Point labeling dataset excerpts
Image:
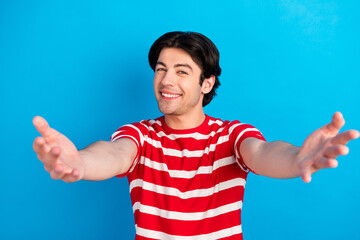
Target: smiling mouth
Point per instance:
(169, 95)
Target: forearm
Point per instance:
(101, 161)
(275, 159)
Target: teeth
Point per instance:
(170, 95)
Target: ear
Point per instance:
(207, 84)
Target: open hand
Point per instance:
(58, 154)
(323, 146)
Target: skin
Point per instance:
(179, 97)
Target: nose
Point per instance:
(168, 79)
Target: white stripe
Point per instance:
(170, 191)
(237, 151)
(210, 236)
(218, 122)
(132, 126)
(122, 136)
(196, 135)
(197, 153)
(187, 216)
(187, 174)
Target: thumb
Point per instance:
(42, 126)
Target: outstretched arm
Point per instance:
(99, 161)
(283, 160)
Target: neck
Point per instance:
(186, 121)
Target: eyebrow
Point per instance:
(176, 65)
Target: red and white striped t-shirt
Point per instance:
(187, 184)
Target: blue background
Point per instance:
(288, 65)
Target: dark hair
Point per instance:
(202, 50)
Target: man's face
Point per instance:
(176, 83)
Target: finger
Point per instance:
(336, 123)
(42, 126)
(51, 157)
(345, 137)
(335, 151)
(325, 162)
(57, 172)
(72, 177)
(306, 175)
(40, 146)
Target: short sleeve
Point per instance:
(134, 132)
(240, 132)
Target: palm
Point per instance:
(59, 155)
(323, 146)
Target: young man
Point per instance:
(187, 171)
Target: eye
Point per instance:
(160, 69)
(182, 72)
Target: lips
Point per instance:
(169, 95)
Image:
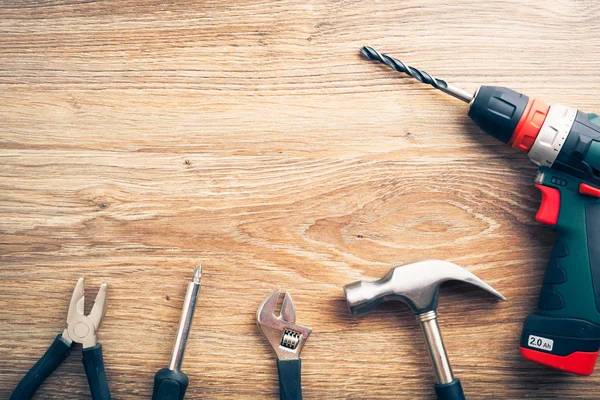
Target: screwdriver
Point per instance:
(564, 332)
(170, 383)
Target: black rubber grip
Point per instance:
(94, 370)
(169, 385)
(290, 383)
(450, 391)
(54, 356)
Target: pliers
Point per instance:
(287, 339)
(80, 329)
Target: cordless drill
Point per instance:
(564, 332)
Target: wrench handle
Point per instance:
(290, 383)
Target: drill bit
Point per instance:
(421, 76)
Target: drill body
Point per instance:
(564, 332)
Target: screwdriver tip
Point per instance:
(197, 274)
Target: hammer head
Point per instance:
(415, 284)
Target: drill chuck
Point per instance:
(497, 111)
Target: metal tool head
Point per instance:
(286, 338)
(82, 328)
(415, 284)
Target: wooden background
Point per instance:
(140, 138)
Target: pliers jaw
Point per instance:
(286, 338)
(81, 328)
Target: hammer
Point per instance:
(418, 286)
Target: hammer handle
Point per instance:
(450, 391)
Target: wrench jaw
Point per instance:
(81, 328)
(286, 338)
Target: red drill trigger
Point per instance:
(550, 207)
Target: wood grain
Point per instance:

(Do this):
Rewrite every line of the items above as a numbered list, skipping blank lines and leaving out the pictures.

(Exercise result):
1. Image:
2. Target: smiling mouth
3. Point per instance:
4. (169, 95)
5. Target: forearm
6. Point per instance:
7. (101, 161)
8. (275, 159)
9. Target: teeth
10. Point per instance:
11. (170, 95)
12. Target: ear
13. Point per instance:
14. (207, 84)
15. Target: open hand
16. Point per instance:
17. (58, 154)
18. (323, 146)
19. Target: skin
20. Point per instance:
21. (179, 97)
22. Target: nose
23. Point per instance:
24. (168, 79)
25. Target: white stripe
26. Point per instance:
27. (170, 191)
28. (237, 151)
29. (210, 236)
30. (218, 122)
31. (132, 126)
32. (122, 136)
33. (196, 135)
34. (197, 153)
35. (187, 216)
36. (187, 174)
37. Target: thumb
38. Point per instance:
39. (42, 126)
40. Target: outstretched arm
41. Point per instance:
42. (99, 161)
43. (283, 160)
44. Target: neck
45. Point per instance:
46. (186, 121)
47. Target: eyebrow
48. Point per instance:
49. (176, 65)
50. Target: red and white striped t-shirt
51. Point per instance:
52. (187, 184)
53. Target: blue background
54. Point per instance:
55. (288, 65)
56. Target: dark hair
57. Point per instance:
58. (202, 50)
59. Target: man's face
60. Point per instance:
61. (176, 83)
62. Target: finger
63. Point per instance:
64. (336, 123)
65. (42, 126)
66. (51, 157)
67. (345, 137)
68. (335, 151)
69. (325, 162)
70. (57, 172)
71. (72, 177)
72. (306, 175)
73. (40, 146)
74. Target: short sleeve
75. Point per instance:
76. (134, 132)
77. (240, 132)
78. Target: palm
79. Point per instance:
80. (59, 155)
81. (323, 146)
82. Target: young man
83. Point per instance:
84. (187, 171)
85. Target: eye
86. Point per instance:
87. (160, 69)
88. (182, 72)
89. Target: lips
90. Point per instance:
91. (169, 95)
92. Image:
93. Target: screwdriver
94. Point per instance:
95. (564, 332)
96. (170, 383)
97. Target: black rubber grip
98. Point per instance:
99. (94, 370)
100. (169, 385)
101. (290, 383)
102. (450, 391)
103. (54, 356)
104. Target: pliers
105. Point per instance:
106. (287, 339)
107. (80, 329)
108. Target: cordless drill
109. Point per instance:
110. (564, 332)
111. Target: wrench handle
112. Point per instance:
113. (290, 383)
114. Target: drill bit
115. Point per instance:
116. (421, 76)
117. Target: drill body
118. Point per instance:
119. (564, 332)
120. Target: screwdriver tip
121. Point per instance:
122. (197, 274)
123. Target: hammer head
124. Point per instance:
125. (415, 284)
126. Target: drill chuck
127. Point per instance:
128. (497, 111)
129. Target: metal tool head
130. Point per instance:
131. (286, 338)
132. (82, 328)
133. (415, 284)
134. Target: wooden background
135. Point per instance:
136. (140, 138)
137. Target: pliers jaw
138. Point per instance:
139. (286, 338)
140. (81, 328)
141. Target: hammer
142. Point per instance:
143. (418, 286)
144. Target: hammer handle
145. Point per instance:
146. (450, 391)
147. Target: wrench jaw
148. Point per instance:
149. (81, 328)
150. (286, 338)
151. Target: red drill trigger
152. Point per instance:
153. (550, 207)
154. Target: wood grain
155. Point per instance:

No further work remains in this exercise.